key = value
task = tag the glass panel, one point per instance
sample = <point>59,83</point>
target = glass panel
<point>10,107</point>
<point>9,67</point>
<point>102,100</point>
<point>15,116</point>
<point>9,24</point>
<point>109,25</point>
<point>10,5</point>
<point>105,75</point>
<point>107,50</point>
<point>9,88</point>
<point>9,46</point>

------------------------------------------------

▶ Exercise directions
With the material above as the source, restate each line word for word.

▶ Written solution
key = value
task = tag the glass panel, one point per instance
sample = <point>59,83</point>
target = glass panel
<point>10,107</point>
<point>9,67</point>
<point>102,100</point>
<point>15,116</point>
<point>9,24</point>
<point>109,25</point>
<point>10,5</point>
<point>105,75</point>
<point>107,50</point>
<point>9,88</point>
<point>9,46</point>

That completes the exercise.